## Consignes
(A) Reproduisez à l'identique, dans l'extrait sur le soi impérieux, tout ce qui va de « Le flux de nos » jusqu'à « d’un grand secours. ».
(B) D'après l'extrait sur le soi impérieux, quel est l'allié le plus puissant du soi impérieux ?

## Extrait cité
* * * *

La lutte contre le soi impérieux (2) : la préparation du terrain

La lutte contre le soi impérieux : la préparation du terrain

Cet article s’inscrit dans notre série consacrée à « La lutte contre le soi impérieux » :
► lire la présentation générale de la série : La lutte contre le soi impérieux (1) : passer à l’action
► voir tous les articles de la série : La lutte contre le soi impérieux

Le flux de nos pensées, est par nature imprégné d’émotions et d’idées favorables au soi impérieux. Pour contrer cette tendance, nous avons besoin d’un travail de fond qui mette régulièrement en circulation dans ce flux des éléments qui au contraire développent notre attention et notre motivation. Le travail de fond contribue aussi à notre éducation spirituelle. Il développe notre connaissance des principes éthiques et divins justes sans lesquels nous serons très vite dupés par les suggestions du soi impérieux. Au moment où il faudra effectivement passer à l’acte et s’opposer au soi impérieux, ces éléments nous seront d’un grand secours.

Prière

L’oubli est l’allié le plus puissant du soi impérieux : oubli de nos objectifs et de la nécessité même de lutter, oubli des résolutions que nous avons prises, manque d’attention sur les pulsions qui nous traversent et nous font agir à leur guise. Pour ne pas sombrer dans l’inconscience, nous avons besoin de nous ménager des petits moments de pause, comme des îlots d’attention, qui nous permettent de nous remémorer notre but pendant un temps, avant de nous engager à nouveau dans le tourbillon de la vie matérielle. Ce sont ces petits moments de pause que nous appelons prière. La prière peut prendre une forme spécifique (par exemple la récitation d’un texte) ou libre (par exemple un dialogue intime et personnel avec le Créateur). L’essentiel est qu’elle soit faite avec attention et nous permette de nous remémorer la présence divine, le but de notre vie sur terre et éventuellement les objectifs précis que nous nous sommes fixés à ce moment-là (un programme de lutte contre tel défaut…). Pour faire face à l’hyperactivité du soi impérieux, il est essentiel de répéter l’exercice sur une base régulière (par exemple, plusieurs fois par jour à heure fixe) et de rester le plus concentré possible. En nous donnant l’occasion de nous remémorer notre dimension céleste, la prière sert de piqûre de rappel et injecte dans notre pensée des éléments qui nous aident à maintenir tout au long de la journée l’attention, l’énergie et la motivation indispensables à la lutte.

* * * *

## Données fournies

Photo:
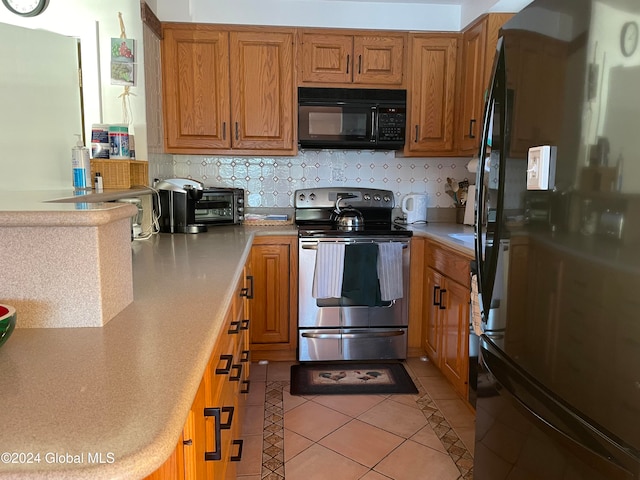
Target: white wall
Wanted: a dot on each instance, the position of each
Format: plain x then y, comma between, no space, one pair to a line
416,15
94,22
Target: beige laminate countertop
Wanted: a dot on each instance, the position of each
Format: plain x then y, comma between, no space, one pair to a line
123,391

* * * *

## Réponses attendues
(A)
Le flux de nos pensées, est par nature imprégné d’émotions et d’idées favorables au soi impérieux. Pour contrer cette tendance, nous avons besoin d’un travail de fond qui mette régulièrement en circulation dans ce flux des éléments qui au contraire développent notre attention et notre motivation. Le travail de fond contribue aussi à notre éducation spirituelle. Il développe notre connaissance des principes éthiques et divins justes sans lesquels nous serons très vite dupés par les suggestions du soi impérieux. Au moment où il faudra effectivement passer à l’acte et s’opposer au soi impérieux, ces éléments nous seront d’un grand secours.

(B) L'oubli.